_Work to do_.
[1] In the article on how CMOs can retain creativity, how far did the efficiency multiplier fall between 2010 and 2014?
[2] Resume the article on how CMOs can retain creativity, continuing directly after its final sentence.

_Excerpted text_.
Start
CMO Momentum panel: How CMOs can retain creativity

Marketing leaders from Kraft Heinz, Sport Australia and Forever New share the ways they're striving for creativity both in terms of culture as well as creative execution

From left: Sport Australia's Louise Eyres, Forever New's Diane Belan, Kraft Heinz's Shalabh Atray and CMO's Nadia Cameron
From left: Sport Australia's Louise Eyres, Forever New's Diane Belan, Kraft Heinz's Shalabh Atray and CMO's Nadia Cameron


Creative-led versus performance marketing

Yet evidence has been stacking up that creativity in the advertising and media sphere at least, appears to be declining.

A 2016 study authored by Peter Field for the IPA and WARC found the number of short-term campaigns had quadrupled to 30 per cent, while budget investment behind creativity (as measured by extra share of voice) fell by around 12 percentage points. The knock-on impact was that brand fame effects declined for the first time and the efficiency multiplier fell from 12 in 2010 to around six in 2014.

Related: Binet: Digital has skewed marketers too far into sales-driven advertising

In other words, long-term, fully-funded campaigns were as effective as ever but there were fewer of them getting made. Which raises the question: Why is it still so hard to get those creative campaigns across the line and get buy-in?
End
_Records_.
Start
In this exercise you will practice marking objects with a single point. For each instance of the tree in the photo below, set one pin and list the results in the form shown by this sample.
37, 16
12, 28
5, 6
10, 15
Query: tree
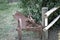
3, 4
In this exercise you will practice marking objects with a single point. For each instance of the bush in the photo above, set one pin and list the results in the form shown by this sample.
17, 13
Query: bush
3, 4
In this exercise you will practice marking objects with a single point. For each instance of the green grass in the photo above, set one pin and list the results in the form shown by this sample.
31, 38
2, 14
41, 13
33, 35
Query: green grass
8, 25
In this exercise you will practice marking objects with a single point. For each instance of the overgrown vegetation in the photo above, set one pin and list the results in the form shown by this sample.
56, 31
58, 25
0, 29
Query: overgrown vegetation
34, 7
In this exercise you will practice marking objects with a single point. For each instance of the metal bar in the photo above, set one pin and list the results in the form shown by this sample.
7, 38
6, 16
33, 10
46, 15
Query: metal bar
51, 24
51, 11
End
Start
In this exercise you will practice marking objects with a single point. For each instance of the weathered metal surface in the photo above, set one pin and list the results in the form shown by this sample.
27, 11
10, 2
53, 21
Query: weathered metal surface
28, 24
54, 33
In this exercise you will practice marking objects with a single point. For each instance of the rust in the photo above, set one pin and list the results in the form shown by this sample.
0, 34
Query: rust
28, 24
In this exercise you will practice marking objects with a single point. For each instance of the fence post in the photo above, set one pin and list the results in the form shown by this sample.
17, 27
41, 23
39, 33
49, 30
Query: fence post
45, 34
End
Start
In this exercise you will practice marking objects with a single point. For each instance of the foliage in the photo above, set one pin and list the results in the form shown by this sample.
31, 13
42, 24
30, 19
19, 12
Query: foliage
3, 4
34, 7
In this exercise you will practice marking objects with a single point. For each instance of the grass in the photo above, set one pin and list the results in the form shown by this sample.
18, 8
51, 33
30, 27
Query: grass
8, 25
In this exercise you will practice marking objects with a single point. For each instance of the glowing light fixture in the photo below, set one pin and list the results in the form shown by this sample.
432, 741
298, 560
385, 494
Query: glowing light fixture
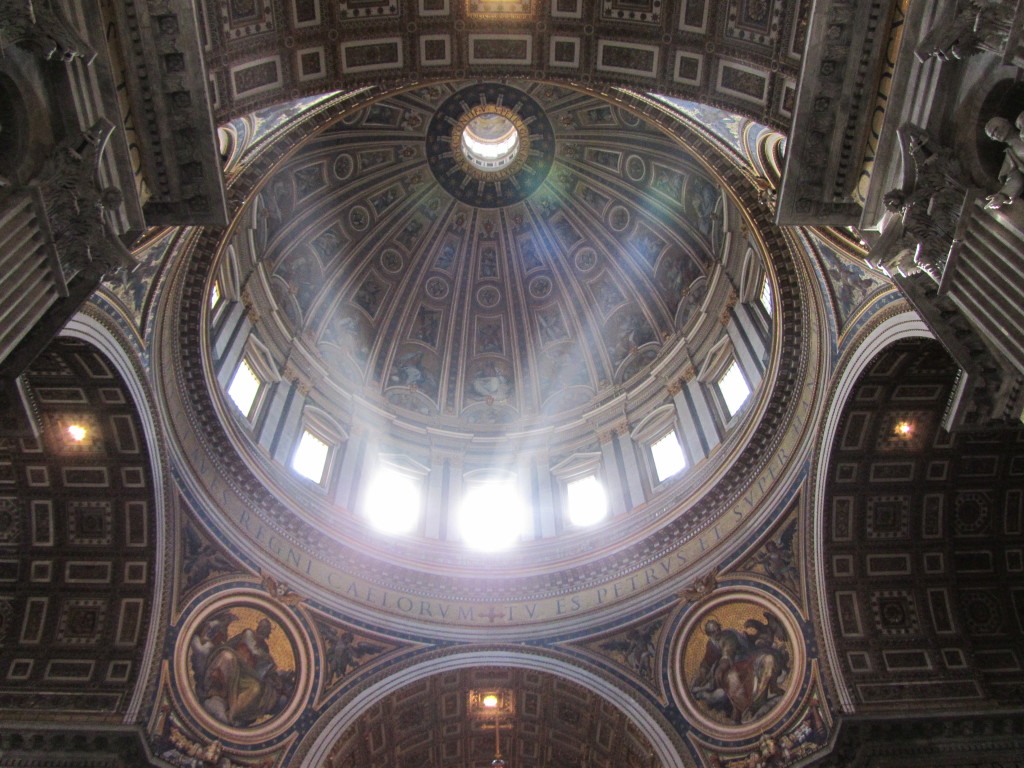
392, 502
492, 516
End
_Expected results_.
[1] It fell from 12 in 2010 to around six in 2014.

[2]
“I think CMOs have to do a much better job of presenting evidence to show long-term brand building,” Atray said in response. “When you hear some of the best professors in this country talk about it, they have the best evidence we need those creative media and campaigns. It’s like there’s two streams running: There’s academia, and the industry, and the two aren’t coming together.

“There is tonnes of evidence showing if you invest in long-term, and create a healthy athlete let’s say, versus one on steroids, it’s more sustainable. We do get so caught up in the short term that we don’t have the time or advocacy of data for the long term.”

For Atray, talking through great examples of brands globally achieving this, is paramount. “We need to take time, go to our boards and educate them about it. We need to talk to them about how a Nike or Coca-Cola is built. And there has to be a balance of short term and long term. It’s not one or the other,” he said.  

In selling the vision for Sport Australia’s recent big ‘Move It’ launch nationally, Eyres said one ways she gained permission to do things differently was out-of-category expertise.

“There’s this ability and permission as marketers, when you come in to a different industry or sector, to not take on the norms or pre-existing myths of that category,” she said. “We were also fortunate the Government had articulated a 2030 Sport and Physical activity strategy. We were coming in with that and launched the new brand and program off the back of this 12-year vision and government policy.

“To that short and long-term approach, we have been able to tackle everything from under Sport 2030, and use that as air cover for the transformation.”

A further way Sport Australia is balancing short and long-term is by working with state governments. “We can take that long-term view build brand and position and what we hope to be the next ‘Quit’ or ‘Sun Smart’ initiative, to change the nation. The states then, through short-term activities and programs, are our partners,” Eyres said.  

As a final way of getting buy-in, Eyres noted her team’s ability to sell in behaviour change.

“We have a target to get 210,000 Australian every year to achieve physical activity guidelines in order to achieve our over-arching ambitions. So we can talk about it in very quantifiable behaviour change metrics, and hold ourselves to account,” she said.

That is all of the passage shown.